課題の説明
「Could you please spot the window pane」を含む行からデータの最後の行までを、一字一句変えずにそのまま書き写してください。

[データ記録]
▶
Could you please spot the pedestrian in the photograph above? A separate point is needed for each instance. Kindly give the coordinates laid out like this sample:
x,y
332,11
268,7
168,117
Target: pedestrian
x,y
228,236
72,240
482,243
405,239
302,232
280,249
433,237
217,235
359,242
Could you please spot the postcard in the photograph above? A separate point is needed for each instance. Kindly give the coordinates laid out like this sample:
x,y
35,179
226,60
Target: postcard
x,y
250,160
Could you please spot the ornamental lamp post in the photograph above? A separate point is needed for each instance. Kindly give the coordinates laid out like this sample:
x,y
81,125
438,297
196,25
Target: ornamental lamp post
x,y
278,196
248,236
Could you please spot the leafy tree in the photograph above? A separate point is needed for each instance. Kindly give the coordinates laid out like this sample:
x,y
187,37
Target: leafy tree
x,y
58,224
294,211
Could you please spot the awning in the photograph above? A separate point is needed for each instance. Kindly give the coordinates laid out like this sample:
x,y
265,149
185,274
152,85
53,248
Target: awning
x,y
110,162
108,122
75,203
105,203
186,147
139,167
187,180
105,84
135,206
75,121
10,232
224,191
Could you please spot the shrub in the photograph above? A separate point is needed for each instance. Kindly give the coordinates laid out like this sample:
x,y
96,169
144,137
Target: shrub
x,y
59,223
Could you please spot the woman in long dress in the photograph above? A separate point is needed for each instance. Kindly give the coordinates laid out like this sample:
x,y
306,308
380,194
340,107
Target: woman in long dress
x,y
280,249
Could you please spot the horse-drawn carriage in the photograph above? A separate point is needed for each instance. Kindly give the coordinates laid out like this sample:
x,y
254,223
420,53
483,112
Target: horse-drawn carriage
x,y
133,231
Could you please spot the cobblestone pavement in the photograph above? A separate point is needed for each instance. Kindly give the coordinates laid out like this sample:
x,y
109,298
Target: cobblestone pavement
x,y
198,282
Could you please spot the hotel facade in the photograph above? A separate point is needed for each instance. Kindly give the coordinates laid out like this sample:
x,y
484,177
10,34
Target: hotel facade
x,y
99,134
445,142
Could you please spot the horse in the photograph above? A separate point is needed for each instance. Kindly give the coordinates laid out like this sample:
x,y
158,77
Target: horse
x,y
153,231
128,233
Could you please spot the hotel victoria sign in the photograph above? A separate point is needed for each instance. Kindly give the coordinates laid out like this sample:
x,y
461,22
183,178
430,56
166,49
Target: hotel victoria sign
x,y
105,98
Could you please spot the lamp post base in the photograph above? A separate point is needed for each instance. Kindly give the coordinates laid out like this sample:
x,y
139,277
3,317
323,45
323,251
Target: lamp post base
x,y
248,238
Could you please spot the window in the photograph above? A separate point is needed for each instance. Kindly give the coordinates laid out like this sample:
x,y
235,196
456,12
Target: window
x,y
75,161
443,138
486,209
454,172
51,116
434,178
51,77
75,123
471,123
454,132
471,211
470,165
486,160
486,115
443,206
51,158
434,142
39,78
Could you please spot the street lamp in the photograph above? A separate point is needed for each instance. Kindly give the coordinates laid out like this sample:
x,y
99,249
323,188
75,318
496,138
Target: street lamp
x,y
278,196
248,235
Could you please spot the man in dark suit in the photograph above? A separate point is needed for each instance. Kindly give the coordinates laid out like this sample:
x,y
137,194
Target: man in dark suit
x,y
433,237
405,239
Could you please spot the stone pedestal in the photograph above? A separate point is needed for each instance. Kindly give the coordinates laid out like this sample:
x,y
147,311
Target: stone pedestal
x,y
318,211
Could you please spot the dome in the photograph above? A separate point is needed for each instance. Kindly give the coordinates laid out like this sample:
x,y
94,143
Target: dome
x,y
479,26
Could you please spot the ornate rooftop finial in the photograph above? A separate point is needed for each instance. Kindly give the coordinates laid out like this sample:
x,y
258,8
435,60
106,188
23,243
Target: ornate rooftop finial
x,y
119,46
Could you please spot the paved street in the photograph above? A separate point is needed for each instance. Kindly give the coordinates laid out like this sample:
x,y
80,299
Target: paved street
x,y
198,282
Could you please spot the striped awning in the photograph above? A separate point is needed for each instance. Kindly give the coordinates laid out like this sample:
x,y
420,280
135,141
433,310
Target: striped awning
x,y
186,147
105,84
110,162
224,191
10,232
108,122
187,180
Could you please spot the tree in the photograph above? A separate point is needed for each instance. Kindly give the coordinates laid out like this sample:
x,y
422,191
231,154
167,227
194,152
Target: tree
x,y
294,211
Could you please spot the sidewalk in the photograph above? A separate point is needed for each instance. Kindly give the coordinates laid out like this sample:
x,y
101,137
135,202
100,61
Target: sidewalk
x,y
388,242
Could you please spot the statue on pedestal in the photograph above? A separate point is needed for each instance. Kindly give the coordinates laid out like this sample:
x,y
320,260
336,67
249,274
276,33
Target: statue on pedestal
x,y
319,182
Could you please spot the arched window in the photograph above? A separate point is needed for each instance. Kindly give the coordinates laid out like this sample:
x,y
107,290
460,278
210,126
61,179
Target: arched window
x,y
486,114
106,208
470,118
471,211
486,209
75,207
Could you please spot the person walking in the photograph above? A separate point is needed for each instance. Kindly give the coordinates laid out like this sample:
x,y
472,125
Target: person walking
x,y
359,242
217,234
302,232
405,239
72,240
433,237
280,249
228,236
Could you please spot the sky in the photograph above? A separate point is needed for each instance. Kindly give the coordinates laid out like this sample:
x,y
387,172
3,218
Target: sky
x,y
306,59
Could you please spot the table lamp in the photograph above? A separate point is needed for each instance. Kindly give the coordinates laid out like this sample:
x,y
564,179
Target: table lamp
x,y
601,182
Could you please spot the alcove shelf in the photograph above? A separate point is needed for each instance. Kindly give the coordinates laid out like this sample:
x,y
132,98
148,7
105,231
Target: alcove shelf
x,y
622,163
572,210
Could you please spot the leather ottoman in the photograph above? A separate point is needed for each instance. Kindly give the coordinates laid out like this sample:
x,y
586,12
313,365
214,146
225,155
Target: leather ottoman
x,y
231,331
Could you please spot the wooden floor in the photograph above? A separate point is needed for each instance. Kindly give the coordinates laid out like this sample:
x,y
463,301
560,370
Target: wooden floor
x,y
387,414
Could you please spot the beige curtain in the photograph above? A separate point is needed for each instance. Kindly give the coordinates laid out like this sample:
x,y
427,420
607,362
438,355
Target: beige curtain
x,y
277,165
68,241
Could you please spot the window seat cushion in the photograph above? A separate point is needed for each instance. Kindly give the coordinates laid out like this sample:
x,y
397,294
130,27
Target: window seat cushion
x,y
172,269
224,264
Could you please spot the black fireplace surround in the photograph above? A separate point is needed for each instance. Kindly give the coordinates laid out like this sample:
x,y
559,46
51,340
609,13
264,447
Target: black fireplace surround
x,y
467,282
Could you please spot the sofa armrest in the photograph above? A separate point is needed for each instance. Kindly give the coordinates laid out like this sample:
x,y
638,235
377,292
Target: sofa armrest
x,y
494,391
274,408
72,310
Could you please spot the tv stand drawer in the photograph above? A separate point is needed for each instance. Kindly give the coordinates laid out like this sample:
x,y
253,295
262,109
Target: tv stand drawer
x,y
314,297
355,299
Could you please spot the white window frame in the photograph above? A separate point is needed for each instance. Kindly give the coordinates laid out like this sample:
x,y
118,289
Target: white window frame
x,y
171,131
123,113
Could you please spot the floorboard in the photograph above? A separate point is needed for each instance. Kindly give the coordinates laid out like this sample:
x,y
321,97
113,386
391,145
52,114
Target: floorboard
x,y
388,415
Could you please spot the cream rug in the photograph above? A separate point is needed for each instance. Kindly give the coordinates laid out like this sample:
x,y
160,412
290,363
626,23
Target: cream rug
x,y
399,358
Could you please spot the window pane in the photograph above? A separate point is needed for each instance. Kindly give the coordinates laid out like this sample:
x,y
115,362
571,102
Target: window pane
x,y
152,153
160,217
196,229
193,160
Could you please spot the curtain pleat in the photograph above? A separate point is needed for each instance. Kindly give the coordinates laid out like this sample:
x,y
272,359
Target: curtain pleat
◀
この課題の結果
Could you please spot the window pane in the photograph above? A separate point is needed for each instance. Kindly give the coordinates laid out like this sample:
x,y
115,362
571,102
Target: window pane
x,y
152,153
160,217
196,229
193,160
Could you please spot the curtain pleat in the photograph above? A separate point is needed for each instance. Kindly give the coordinates laid out like this sample:
x,y
272,359
Target: curtain pleat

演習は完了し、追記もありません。